- **EXERCISE AIM**: Return every line of the records below word for word, leaving out the pictures.

** Begin ITEMS **

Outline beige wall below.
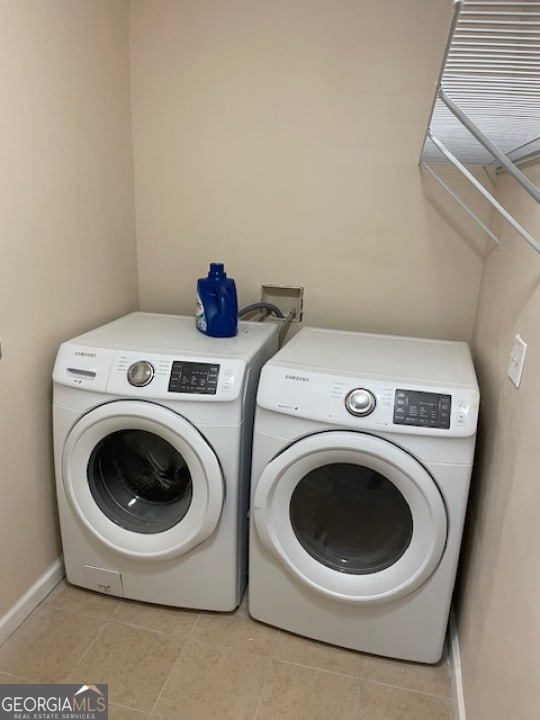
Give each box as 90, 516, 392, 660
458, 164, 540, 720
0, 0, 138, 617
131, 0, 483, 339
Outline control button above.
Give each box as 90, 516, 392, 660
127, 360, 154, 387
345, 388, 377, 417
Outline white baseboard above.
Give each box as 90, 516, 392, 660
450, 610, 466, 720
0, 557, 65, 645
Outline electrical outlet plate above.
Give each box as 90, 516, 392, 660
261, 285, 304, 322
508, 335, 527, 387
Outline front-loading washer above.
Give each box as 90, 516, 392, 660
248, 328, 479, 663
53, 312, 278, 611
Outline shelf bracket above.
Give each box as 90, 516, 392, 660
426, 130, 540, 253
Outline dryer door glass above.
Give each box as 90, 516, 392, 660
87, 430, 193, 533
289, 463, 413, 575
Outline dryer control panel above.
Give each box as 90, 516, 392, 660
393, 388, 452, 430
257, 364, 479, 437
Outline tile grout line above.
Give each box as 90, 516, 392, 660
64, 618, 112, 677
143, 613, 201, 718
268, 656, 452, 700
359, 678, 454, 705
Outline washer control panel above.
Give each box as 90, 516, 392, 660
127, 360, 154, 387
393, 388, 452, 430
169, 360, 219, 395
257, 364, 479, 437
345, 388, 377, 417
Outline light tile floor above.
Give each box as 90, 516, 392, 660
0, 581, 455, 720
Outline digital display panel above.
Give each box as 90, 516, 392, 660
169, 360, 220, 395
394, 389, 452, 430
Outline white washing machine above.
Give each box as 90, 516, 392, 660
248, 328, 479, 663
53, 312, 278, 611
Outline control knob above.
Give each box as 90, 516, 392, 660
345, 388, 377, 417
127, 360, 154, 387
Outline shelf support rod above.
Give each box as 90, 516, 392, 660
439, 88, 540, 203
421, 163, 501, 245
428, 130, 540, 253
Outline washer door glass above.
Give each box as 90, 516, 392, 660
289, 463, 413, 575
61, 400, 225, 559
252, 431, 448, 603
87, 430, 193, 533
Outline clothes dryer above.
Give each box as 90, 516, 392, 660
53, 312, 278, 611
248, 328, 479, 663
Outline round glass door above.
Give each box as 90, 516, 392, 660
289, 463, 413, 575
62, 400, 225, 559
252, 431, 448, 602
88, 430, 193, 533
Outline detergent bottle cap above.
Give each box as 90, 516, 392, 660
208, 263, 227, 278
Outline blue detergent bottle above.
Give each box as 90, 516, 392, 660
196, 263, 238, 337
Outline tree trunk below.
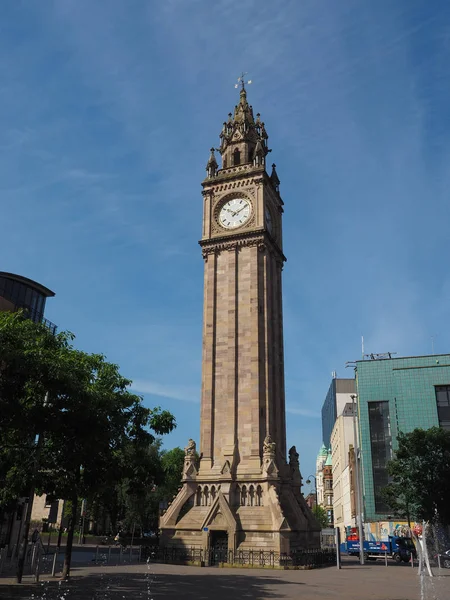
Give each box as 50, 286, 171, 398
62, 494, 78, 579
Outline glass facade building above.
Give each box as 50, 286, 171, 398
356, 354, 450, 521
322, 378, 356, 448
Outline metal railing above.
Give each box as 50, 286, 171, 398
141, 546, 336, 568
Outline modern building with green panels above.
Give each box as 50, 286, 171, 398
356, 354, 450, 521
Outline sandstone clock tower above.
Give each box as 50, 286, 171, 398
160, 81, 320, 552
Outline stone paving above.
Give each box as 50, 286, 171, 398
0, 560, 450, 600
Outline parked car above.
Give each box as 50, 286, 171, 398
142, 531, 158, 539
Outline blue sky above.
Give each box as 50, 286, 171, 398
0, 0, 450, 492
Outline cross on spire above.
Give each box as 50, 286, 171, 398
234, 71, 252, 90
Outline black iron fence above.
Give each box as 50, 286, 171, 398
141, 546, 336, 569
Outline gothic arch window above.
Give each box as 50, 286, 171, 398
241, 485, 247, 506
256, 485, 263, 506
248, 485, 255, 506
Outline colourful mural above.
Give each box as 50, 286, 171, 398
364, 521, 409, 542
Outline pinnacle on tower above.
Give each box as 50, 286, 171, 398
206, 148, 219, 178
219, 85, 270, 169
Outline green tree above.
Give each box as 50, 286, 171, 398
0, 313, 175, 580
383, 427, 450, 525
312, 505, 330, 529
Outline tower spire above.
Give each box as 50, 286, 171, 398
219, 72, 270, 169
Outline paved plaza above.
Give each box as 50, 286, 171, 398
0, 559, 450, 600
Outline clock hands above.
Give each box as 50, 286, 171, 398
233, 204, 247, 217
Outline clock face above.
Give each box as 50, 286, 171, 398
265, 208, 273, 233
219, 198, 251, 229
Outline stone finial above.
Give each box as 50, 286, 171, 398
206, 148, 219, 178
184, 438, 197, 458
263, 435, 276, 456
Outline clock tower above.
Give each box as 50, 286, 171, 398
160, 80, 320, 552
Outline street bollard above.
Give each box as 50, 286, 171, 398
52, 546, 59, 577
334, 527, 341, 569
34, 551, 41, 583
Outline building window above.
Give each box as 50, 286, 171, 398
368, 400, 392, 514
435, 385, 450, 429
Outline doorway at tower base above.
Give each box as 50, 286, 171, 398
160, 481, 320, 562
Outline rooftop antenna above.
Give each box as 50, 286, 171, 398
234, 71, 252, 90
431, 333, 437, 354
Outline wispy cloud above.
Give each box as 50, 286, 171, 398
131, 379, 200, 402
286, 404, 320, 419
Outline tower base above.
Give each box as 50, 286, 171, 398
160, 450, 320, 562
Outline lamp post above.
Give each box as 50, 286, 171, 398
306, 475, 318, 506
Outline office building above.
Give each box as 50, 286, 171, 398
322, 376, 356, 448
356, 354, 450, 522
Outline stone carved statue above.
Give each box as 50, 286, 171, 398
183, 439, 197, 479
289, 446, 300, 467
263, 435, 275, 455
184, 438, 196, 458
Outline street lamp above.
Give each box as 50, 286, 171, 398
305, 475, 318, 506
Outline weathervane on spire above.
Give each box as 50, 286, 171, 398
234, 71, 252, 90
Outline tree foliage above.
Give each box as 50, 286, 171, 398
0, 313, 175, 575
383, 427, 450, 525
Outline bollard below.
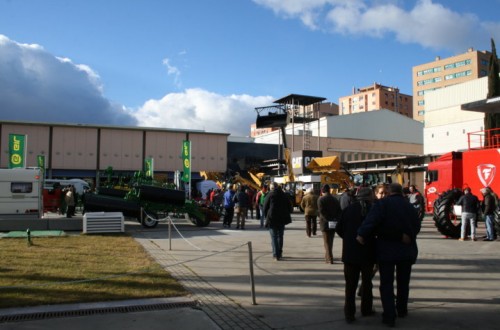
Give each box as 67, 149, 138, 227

** End ITEMS **

- **TASK OUTPUT**:
Outline beige wall below.
Give each box as 90, 516, 392, 660
458, 164, 540, 720
0, 0, 138, 617
131, 0, 483, 339
Outline control button above.
Give each box as 90, 516, 392, 660
127, 360, 154, 387
345, 388, 377, 417
Outline white baseboard above.
Give each box as 90, 516, 392, 660
450, 610, 466, 720
0, 557, 65, 645
Outline electrical outlet plate above.
Give each box as 90, 516, 392, 660
261, 285, 304, 322
508, 335, 527, 387
Outline front-loading washer above.
Give each box as 90, 516, 392, 660
248, 328, 479, 663
53, 312, 278, 611
Outline shelf bracket above.
Give each box as 90, 516, 392, 660
426, 130, 540, 253
Outline dryer door glass above.
Give each box as 90, 516, 392, 660
87, 430, 193, 533
289, 463, 413, 575
Outline dryer control panel above.
Give each box as 90, 516, 392, 660
393, 388, 452, 430
257, 364, 479, 437
Outline tile grout line above.
Give each box as 90, 516, 392, 660
64, 618, 112, 677
143, 613, 201, 718
268, 656, 452, 700
359, 678, 454, 705
Outline washer control panel above.
Give each box as 90, 516, 392, 660
127, 360, 154, 387
393, 388, 452, 430
169, 360, 219, 395
257, 364, 479, 437
345, 388, 377, 417
Outline light tile floor above.
Give each box as 90, 516, 392, 660
0, 581, 455, 720
Outline digital display panel above.
Give each box as 90, 516, 392, 660
169, 360, 220, 395
394, 389, 452, 430
Outline white washing machine above.
Give each box as 90, 516, 392, 660
248, 328, 479, 663
53, 312, 278, 611
Outline control knob above.
Give each box as 90, 516, 392, 660
345, 388, 377, 417
127, 360, 154, 387
Outline shelf support rod above.
Give each box as 90, 516, 392, 660
439, 88, 540, 203
421, 163, 501, 245
428, 130, 540, 253
Outline washer door glass above.
Give each box as 90, 516, 392, 660
289, 463, 413, 575
61, 400, 225, 559
252, 431, 448, 603
87, 430, 193, 533
Outline clothes dryer above.
Give each box as 90, 516, 392, 660
53, 312, 278, 611
248, 328, 479, 663
Outline round glass door above.
Give each box as 90, 516, 392, 660
289, 463, 413, 575
62, 400, 225, 559
252, 431, 448, 602
88, 430, 193, 533
Outline detergent bottle cap above.
Give each box as 90, 516, 392, 660
208, 263, 227, 278
Outline blue detergent bottle above.
Give each box as 90, 516, 392, 660
196, 263, 238, 337
Outline tree trunk below.
Give each box as 50, 286, 171, 398
62, 494, 78, 579
Outline glass facade building above.
Give each box as 50, 286, 171, 398
356, 354, 450, 521
322, 378, 356, 448
Outline metal railing above.
Give each box as 50, 286, 171, 398
141, 546, 336, 568
Outline modern building with green panels above.
Give each box as 50, 286, 171, 398
356, 354, 450, 521
Outline sandstone clock tower above.
Give each box as 50, 286, 171, 398
160, 81, 320, 552
Outline stone paving above.
Give each box as 50, 286, 171, 398
0, 560, 450, 600
Outline parked car above.
Give each box as 50, 286, 171, 398
142, 531, 158, 539
Outline blue sky above.
Give each box as 50, 286, 171, 398
0, 0, 450, 492
Outline cross on spire above.
Give each box as 50, 286, 171, 398
234, 71, 252, 90
Outline black iron fence above.
Give each box as 50, 286, 171, 398
141, 546, 336, 569
Outline gothic arch window above.
Give each box as 50, 286, 171, 398
241, 485, 247, 506
256, 485, 263, 506
248, 485, 255, 506
Outline colourful mural above.
Give each box as 50, 286, 171, 398
364, 521, 409, 542
Outline pinnacle on tower above.
Give each box as 50, 286, 171, 398
206, 148, 219, 178
219, 85, 270, 169
Outline green tree above.
Give each box as 50, 286, 171, 398
0, 313, 175, 580
383, 427, 450, 525
312, 505, 330, 529
Outline tower spire above.
Give each box as 50, 286, 171, 398
219, 72, 270, 169
Outline paved plaza above.
Give each box as 50, 286, 171, 398
0, 559, 450, 600
Outline clock hands above.
Give each box as 50, 286, 171, 398
233, 204, 247, 217
Outline clock face above.
Give each box as 50, 286, 171, 398
265, 208, 273, 233
219, 198, 251, 229
Outline stone finial above.
Give each box as 50, 286, 171, 398
206, 148, 219, 178
184, 438, 197, 458
263, 435, 276, 456
Outline clock tower above.
Give each box as 50, 286, 171, 398
160, 80, 320, 552
Outline street bollard above.
Give each box as 50, 286, 171, 398
52, 546, 59, 577
334, 527, 341, 569
34, 551, 41, 583
Outline building window above.
Give each box as 50, 286, 171, 398
368, 400, 392, 514
435, 385, 450, 429
Outline doorway at tower base above.
Give each box as 50, 286, 171, 398
160, 481, 320, 562
Outline rooftop antenna above.
Give each box as 50, 286, 171, 398
234, 71, 252, 90
431, 333, 437, 354
Outline wispy cloud above.
Give each box as 50, 286, 171, 398
131, 379, 200, 402
286, 404, 320, 419
Outline tower base above.
Give each box as 50, 286, 171, 398
160, 450, 320, 562
Outline lamp post above.
Give each box as 50, 286, 171, 398
306, 475, 318, 506
Outline office building above.
Give each box as 50, 286, 171, 398
322, 376, 356, 448
356, 354, 450, 522
Outline stone carved statue above.
Give each box as 50, 286, 171, 398
183, 439, 197, 479
289, 446, 300, 467
263, 435, 275, 455
184, 438, 196, 458
Outline street lamp above.
Give each box as 50, 286, 171, 398
305, 475, 318, 506
Outline weathervane on spire above.
Give each box as 50, 286, 171, 398
234, 71, 252, 90
Outline tree foliage above.
Give each box as 50, 286, 171, 398
0, 313, 175, 575
383, 427, 450, 525
Outline bollard below.
Give each box as 67, 149, 138, 227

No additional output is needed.